[DATA FOR PROCESSING — start]
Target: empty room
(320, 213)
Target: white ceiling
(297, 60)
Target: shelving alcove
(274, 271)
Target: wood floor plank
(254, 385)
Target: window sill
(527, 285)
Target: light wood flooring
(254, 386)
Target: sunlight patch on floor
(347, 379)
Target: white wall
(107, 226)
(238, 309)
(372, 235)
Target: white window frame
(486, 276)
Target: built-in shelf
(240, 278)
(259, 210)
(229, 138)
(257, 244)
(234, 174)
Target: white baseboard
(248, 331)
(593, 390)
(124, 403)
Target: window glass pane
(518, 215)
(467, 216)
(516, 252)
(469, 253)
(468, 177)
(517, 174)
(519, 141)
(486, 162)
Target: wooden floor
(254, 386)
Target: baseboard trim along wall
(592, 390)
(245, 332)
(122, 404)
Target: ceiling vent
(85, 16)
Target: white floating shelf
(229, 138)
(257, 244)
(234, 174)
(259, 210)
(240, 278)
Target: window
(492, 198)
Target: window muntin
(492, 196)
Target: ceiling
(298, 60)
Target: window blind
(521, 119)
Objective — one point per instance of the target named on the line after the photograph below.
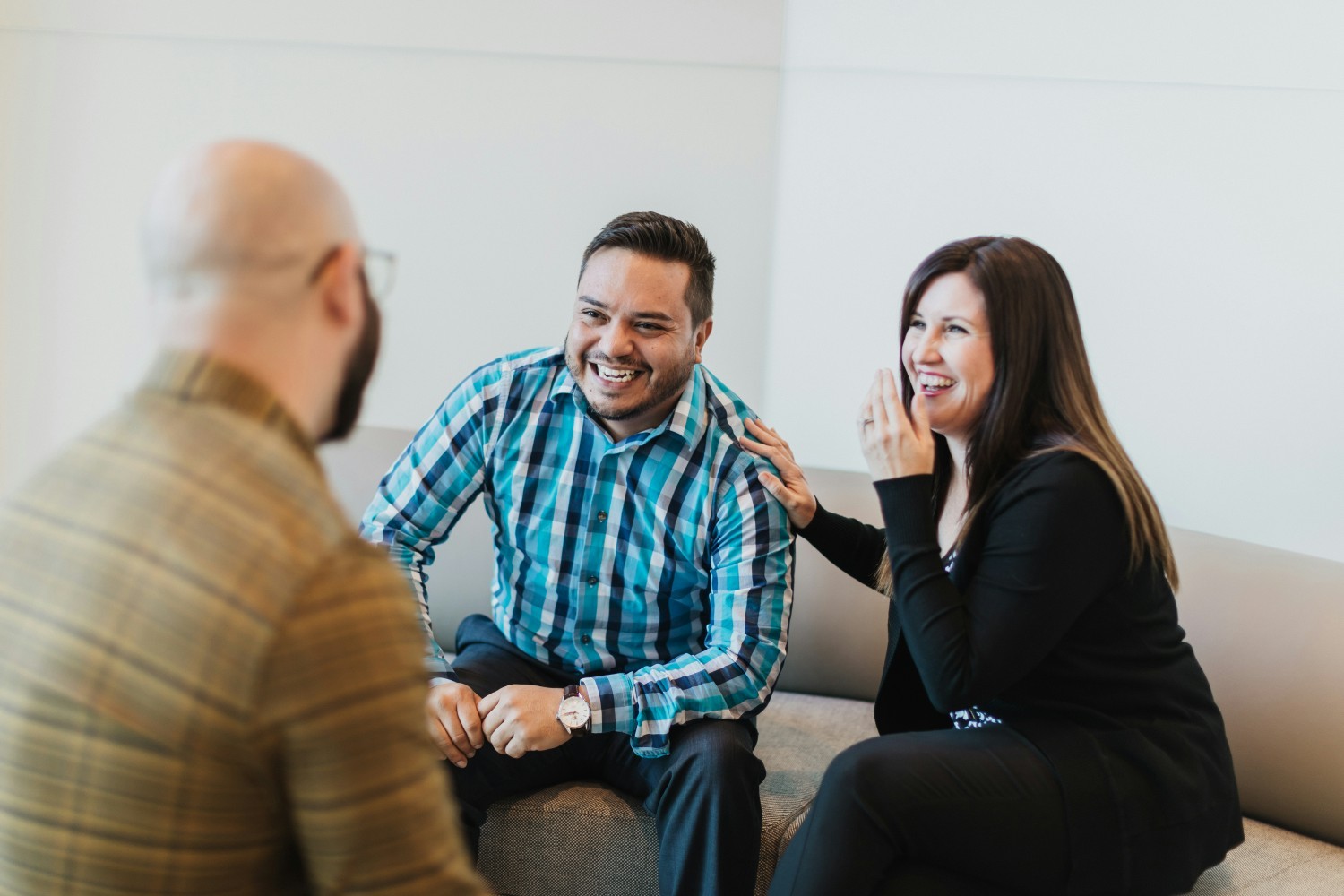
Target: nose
(926, 346)
(616, 340)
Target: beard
(669, 383)
(359, 368)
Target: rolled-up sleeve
(750, 598)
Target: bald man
(207, 681)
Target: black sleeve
(1054, 538)
(854, 547)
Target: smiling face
(632, 346)
(948, 355)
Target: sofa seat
(1276, 863)
(800, 734)
(1263, 622)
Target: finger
(444, 740)
(874, 409)
(500, 737)
(755, 447)
(453, 727)
(890, 397)
(919, 410)
(473, 737)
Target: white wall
(481, 142)
(1180, 159)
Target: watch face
(574, 712)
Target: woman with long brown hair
(1045, 727)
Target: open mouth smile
(613, 375)
(933, 383)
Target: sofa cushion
(1274, 863)
(530, 842)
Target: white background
(1182, 159)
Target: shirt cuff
(908, 508)
(612, 702)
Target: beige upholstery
(1269, 629)
(1265, 624)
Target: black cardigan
(1039, 624)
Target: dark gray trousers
(933, 812)
(704, 796)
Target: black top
(1039, 625)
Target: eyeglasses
(379, 271)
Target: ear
(338, 287)
(702, 333)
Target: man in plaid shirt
(642, 573)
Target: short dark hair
(648, 233)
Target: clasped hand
(894, 444)
(515, 720)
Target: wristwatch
(574, 713)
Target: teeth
(933, 381)
(609, 374)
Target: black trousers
(940, 812)
(704, 797)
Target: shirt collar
(685, 421)
(193, 376)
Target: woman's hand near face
(894, 444)
(790, 487)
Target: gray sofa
(1268, 626)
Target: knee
(717, 751)
(857, 769)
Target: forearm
(712, 684)
(851, 546)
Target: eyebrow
(655, 316)
(946, 317)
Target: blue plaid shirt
(656, 567)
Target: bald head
(241, 218)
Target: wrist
(573, 712)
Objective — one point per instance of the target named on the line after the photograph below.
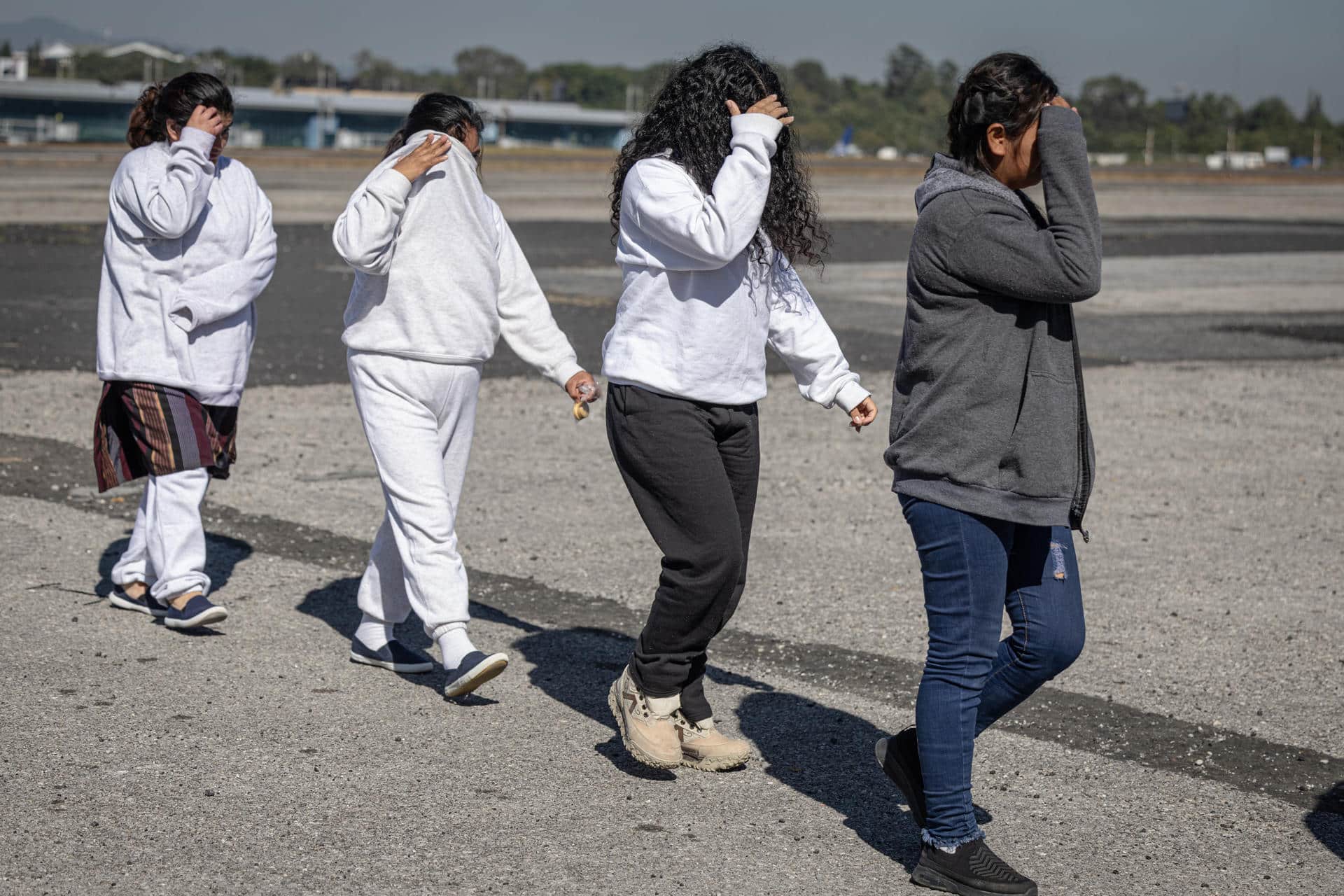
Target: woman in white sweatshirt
(707, 232)
(438, 279)
(188, 248)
[DATA FOR PROCESSING — finish]
▸ **TASK**:
Without the pictures, restate all of the entries word for word.

▸ **SOLUTION TO THIS PROBLEM**:
Target: empty room
(320, 213)
Target: white ceiling
(297, 60)
Target: shelving alcove
(274, 271)
Target: wood floor plank
(254, 385)
Target: window sill
(527, 285)
Target: light wood flooring
(254, 386)
Target: sunlight patch on floor
(347, 379)
Target: white wall
(107, 226)
(238, 309)
(372, 235)
Target: white window frame
(486, 276)
Target: built-in shelf
(240, 278)
(259, 210)
(229, 138)
(257, 244)
(234, 174)
Target: white baseboard
(248, 331)
(593, 390)
(124, 403)
Target: window glass pane
(518, 215)
(467, 216)
(516, 252)
(469, 253)
(468, 177)
(517, 174)
(519, 141)
(486, 162)
Target: wooden floor
(254, 386)
Target: baseboard trim along wall
(592, 390)
(245, 332)
(122, 404)
Target: ceiling vent
(85, 16)
Target: white floating shelf
(229, 138)
(257, 244)
(234, 174)
(259, 210)
(240, 278)
Target: window
(492, 198)
Target: window muntin
(492, 196)
Target: ceiling
(298, 60)
Target: window blind
(521, 119)
Objective — one point per instance of the target named on the line after the photograph below.
Target: nose
(926, 346)
(616, 340)
Target: beard
(669, 383)
(359, 368)
Target: rolled-up sleeve
(750, 598)
Target: bald man
(207, 681)
Target: black sleeve
(1054, 538)
(854, 547)
Target: smiling face
(632, 346)
(948, 355)
Target: sofa seat
(1276, 863)
(800, 734)
(1263, 622)
Target: finger
(444, 740)
(874, 409)
(500, 737)
(755, 447)
(453, 727)
(890, 397)
(919, 410)
(473, 737)
Target: white wall
(481, 142)
(1180, 159)
Target: watch face
(574, 712)
Target: woman with long brown hair
(1045, 727)
Target: open mouth smile
(613, 375)
(933, 383)
Target: sofa cushion
(1274, 863)
(530, 842)
Target: white background
(1182, 159)
Target: shirt cuff
(908, 508)
(612, 702)
Target: beige upholstery
(1269, 629)
(1265, 624)
Target: black cardigan
(1039, 624)
Target: dark gray trousers
(933, 812)
(704, 796)
Target: black top
(1039, 625)
Target: eyeglasses
(379, 271)
Target: ear
(338, 287)
(702, 333)
Target: man in plaid shirt
(642, 573)
Target: short dark hair
(648, 233)
Target: clasped hand
(894, 444)
(515, 720)
Target: wristwatch
(574, 713)
Target: teeth
(933, 381)
(609, 374)
Target: black trousers
(940, 812)
(704, 797)
Target: shirt collar
(685, 421)
(193, 376)
Target: woman's hand near face
(894, 444)
(790, 487)
Target: gray sofa
(1268, 626)
Target: knee
(717, 751)
(857, 769)
Target: forearm
(712, 684)
(851, 546)
Target: eyebrow
(655, 316)
(946, 317)
Target: blue plaid shirt
(656, 567)
Target: bald head
(241, 218)
Target: wrist
(573, 712)
Objective — one point per instance of the target named on the line after the photograph below.
Target: woman in white sweatshirt
(707, 232)
(438, 279)
(188, 248)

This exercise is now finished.